_EXERCISE DIRECTIONS_
In the Elm City Market article, copy the passage that starts at "Several of these" and stops after "the local economy.". Swap "three-week" out for "four-week" as you copy.

_EXCERPT TO READ_

****************************************

In spite of an ownership change this past month, Elm City Market plans to retain most of its employees, including 16 graduates of local workforce development programs.
Having experienced serious financial woes, the market will no longer continue as a co-op, meaning customers will no longer share equity in the store and will also lose influence in the grocery’s food decisions. The store was then auctioned to local philanthropist L. Linfield Smith, and, under the new ownership, the grocery store will change its name to Elm City Community Market but will retain management personnel, including CEO Douglas Berson, and most of its employees.
Several of these retained employees graduated from STRIVE, a three-week job-training program that focuses specifically on helping former prisoners obtain jobs in the local economy.
“As far as word of mouth, at least 95 percent of the staff will remain,” said Emmanuel Isaac, STRIVE graduate and Elm City Market employee. “Titles of their jobs may change, but people won’t lose their jobs.”
Many STRIVE graduates who joined the grocery store were recruited through social service centers around the city. STRIVE President and CEO Wilderman said these students often have high barriers to employment, citing legal offenses and older age as key challenges these individuals face.
However, after relearning critical social skills, receiving guidance on job interviews and reforming attitudes through the STRIVE program, these students become attractive to city businesses, including the market, that were searching for new employees.
STRIVE Employment Specialist Tony Evans said that the Elm City Market and the Omni Hotel are the two largest employers of STRIVE graduates in New Haven. Of 125 students in last year’s graduating class, 91 are employed.

****************************************

_RECORDED DATA_
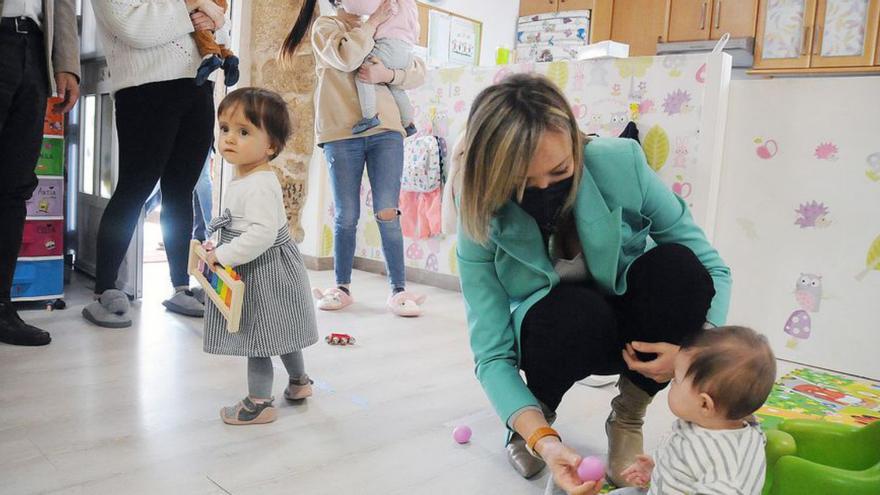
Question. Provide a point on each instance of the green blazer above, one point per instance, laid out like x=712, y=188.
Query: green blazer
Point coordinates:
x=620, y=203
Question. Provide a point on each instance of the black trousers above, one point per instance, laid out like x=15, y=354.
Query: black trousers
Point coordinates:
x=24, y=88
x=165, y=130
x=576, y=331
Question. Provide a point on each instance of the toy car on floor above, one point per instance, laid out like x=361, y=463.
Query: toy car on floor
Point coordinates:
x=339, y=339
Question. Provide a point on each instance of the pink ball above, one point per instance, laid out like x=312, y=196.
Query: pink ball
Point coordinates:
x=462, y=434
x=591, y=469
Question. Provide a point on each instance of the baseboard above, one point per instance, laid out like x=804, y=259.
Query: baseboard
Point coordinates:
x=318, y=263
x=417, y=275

****************************************

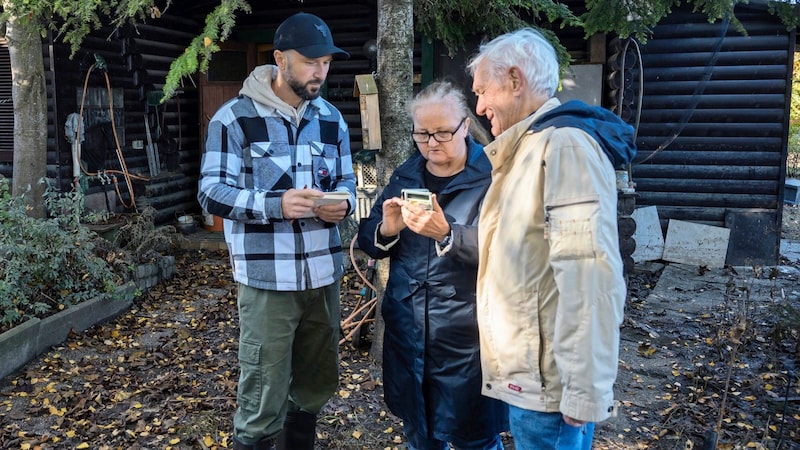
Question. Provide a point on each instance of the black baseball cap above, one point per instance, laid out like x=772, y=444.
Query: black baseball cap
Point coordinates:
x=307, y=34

****************************************

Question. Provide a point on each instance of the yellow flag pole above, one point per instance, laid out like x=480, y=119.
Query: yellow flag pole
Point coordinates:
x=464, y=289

****************************************

_TASK ANSWER_
Several of these retained employees graduated from STRIVE, a four-week job-training program that focuses specifically on helping former prisoners obtain jobs in the local economy.